Er moest iets gevonden worden! Zo kwam men uiteindelijk ten onrechte tot de overtuiging dat twee kinderen aan een overdosis digoxine waren gestorven. (1) Voor het OM stond Lucia’s schuld vast. De officier vertrouwde aan een lid van haar koor toe: ‘Die heks moet hangen!’ Binnen de strafrechtcontext is een coïncidentie riskant voor de toevallige passant. Wie in het middelpunt van een coïncidentie staat, lijkt onverbiddelijk de dader.

— VASTGELEGDE GEGEVENS —
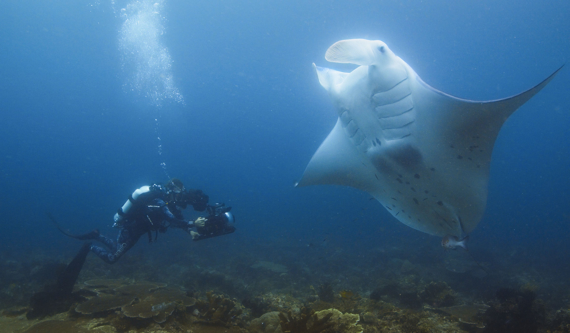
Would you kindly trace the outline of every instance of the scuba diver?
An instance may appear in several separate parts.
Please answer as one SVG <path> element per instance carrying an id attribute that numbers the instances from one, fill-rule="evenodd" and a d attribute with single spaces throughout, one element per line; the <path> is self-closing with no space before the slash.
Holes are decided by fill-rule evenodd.
<path id="1" fill-rule="evenodd" d="M 75 235 L 62 229 L 50 215 L 55 226 L 66 235 L 81 240 L 95 239 L 104 244 L 110 250 L 91 245 L 89 249 L 108 263 L 114 263 L 132 247 L 144 234 L 152 243 L 158 233 L 166 232 L 169 227 L 180 228 L 188 232 L 194 241 L 198 241 L 229 234 L 235 228 L 229 224 L 234 222 L 234 216 L 223 204 L 214 206 L 207 204 L 208 196 L 199 189 L 186 189 L 182 181 L 171 179 L 165 185 L 153 184 L 137 189 L 115 214 L 113 226 L 119 228 L 116 241 L 105 237 L 95 229 L 82 235 Z M 196 221 L 184 219 L 182 209 L 191 205 L 194 210 L 207 210 L 207 218 L 198 217 Z M 196 228 L 194 231 L 192 228 Z"/>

— OP TE LOSSEN —
Geef de passage uit het tekstblok letterlijk weer, van "Er moest iets" tot en met "onverbiddelijk de dader.".

— ANTWOORD —
Er moest iets gevonden worden! Zo kwam men uiteindelijk ten onrechte tot de overtuiging dat twee kinderen aan een overdosis digoxine waren gestorven. (1) Voor het OM stond Lucia’s schuld vast. De officier vertrouwde aan een lid van haar koor toe: ‘Die heks moet hangen!’ Binnen de strafrechtcontext is een coïncidentie riskant voor de toevallige passant. Wie in het middelpunt van een coïncidentie staat, lijkt onverbiddelijk de dader.